**Problem to solve:**
Please rescale everything from the line containing "Could you tag the sweater sleeve" down to the line containing "point(178, 80)", and give only those lines again, requests included. Multiply every coordinate in the answer points by 2.3 and round to whole numbers with halves going up, leaving the requests and their sample outputs unchanged.

## Begin Provided information

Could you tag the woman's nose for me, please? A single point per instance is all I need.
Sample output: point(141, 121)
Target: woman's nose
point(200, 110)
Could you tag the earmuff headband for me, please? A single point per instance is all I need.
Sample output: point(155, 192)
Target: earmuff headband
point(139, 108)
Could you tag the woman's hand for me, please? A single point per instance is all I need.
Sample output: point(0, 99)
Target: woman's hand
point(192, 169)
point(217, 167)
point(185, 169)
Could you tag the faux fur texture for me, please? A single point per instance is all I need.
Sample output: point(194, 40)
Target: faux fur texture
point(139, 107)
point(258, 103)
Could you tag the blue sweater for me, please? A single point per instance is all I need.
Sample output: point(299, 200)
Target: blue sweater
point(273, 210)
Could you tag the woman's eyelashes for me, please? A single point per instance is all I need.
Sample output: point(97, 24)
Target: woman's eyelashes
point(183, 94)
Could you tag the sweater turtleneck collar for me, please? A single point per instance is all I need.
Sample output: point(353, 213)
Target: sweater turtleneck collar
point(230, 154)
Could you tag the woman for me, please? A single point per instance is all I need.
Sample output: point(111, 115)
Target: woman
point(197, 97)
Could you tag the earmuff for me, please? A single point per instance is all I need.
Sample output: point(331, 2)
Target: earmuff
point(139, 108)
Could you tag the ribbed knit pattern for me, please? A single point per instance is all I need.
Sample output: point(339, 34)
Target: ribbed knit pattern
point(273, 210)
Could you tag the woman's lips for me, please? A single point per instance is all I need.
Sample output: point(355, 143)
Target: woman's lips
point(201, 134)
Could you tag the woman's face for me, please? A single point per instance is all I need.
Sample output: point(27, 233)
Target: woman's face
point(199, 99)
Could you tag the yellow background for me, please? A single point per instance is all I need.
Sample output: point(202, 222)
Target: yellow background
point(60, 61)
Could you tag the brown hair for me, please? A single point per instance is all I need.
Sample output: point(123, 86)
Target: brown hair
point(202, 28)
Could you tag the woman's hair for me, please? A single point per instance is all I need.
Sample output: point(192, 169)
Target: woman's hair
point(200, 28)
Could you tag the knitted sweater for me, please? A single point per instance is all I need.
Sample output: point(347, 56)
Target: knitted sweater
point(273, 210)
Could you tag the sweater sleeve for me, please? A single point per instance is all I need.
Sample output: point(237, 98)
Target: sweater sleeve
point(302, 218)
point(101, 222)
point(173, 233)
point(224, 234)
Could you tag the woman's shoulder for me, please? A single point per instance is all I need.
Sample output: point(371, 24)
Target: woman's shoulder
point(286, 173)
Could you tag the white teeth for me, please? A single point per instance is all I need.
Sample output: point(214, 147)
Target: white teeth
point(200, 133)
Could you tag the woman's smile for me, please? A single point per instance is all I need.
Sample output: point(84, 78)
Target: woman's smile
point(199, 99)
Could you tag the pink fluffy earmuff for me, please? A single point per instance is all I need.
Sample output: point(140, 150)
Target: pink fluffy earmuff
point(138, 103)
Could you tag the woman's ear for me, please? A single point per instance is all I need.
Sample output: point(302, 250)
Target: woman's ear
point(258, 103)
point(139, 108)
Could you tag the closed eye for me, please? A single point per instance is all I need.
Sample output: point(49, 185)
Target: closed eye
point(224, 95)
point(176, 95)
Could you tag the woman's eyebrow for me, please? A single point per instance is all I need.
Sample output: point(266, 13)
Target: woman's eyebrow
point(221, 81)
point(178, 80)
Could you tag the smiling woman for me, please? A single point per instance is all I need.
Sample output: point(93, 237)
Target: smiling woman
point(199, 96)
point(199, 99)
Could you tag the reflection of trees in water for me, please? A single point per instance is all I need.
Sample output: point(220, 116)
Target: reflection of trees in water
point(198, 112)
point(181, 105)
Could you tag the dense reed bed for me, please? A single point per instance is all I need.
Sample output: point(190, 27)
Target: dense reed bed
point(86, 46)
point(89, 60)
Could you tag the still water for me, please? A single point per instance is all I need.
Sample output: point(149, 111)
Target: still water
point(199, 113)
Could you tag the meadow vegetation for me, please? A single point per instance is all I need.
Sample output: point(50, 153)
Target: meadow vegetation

## End Provided information

**Expected answer:**
Could you tag the sweater sleeve for me, please? A single point per instance is all I need.
Sample output: point(237, 98)
Target: sweater sleeve
point(695, 501)
point(232, 511)
point(398, 536)
point(515, 538)
Could you tag the woman's shoulder for me, please? A single point per instance is all I need.
Sample output: point(371, 24)
Target: woman's shoulder
point(658, 398)
Could you tag the white teeth for me, please? A single point per instance is all I need.
Sample output: point(214, 147)
Target: white teeth
point(460, 306)
Could you tag the woman's smile for me, please? A single point per instance is all I need.
Sample output: point(84, 78)
Target: woman's smile
point(458, 228)
Could you tag the pink fluffy earmuff for me, please? A single point per instance is all I need.
Sample output: point(140, 150)
Target: pink fluffy earmuff
point(317, 237)
Could you tag the woman's ear for me, please? A single point per instance is all I need.
Sample output: point(302, 250)
Target: woman's ear
point(593, 237)
point(320, 248)
Could you tag the closed eye for me, please? A single point per instance is all I need.
Sample output: point(49, 185)
Target: closed eye
point(515, 219)
point(405, 219)
Could you tag the woman's eyebrow for me, please? A single point per instance is all I need.
Sample output: point(266, 13)
Target: woman's eyebrow
point(508, 186)
point(409, 184)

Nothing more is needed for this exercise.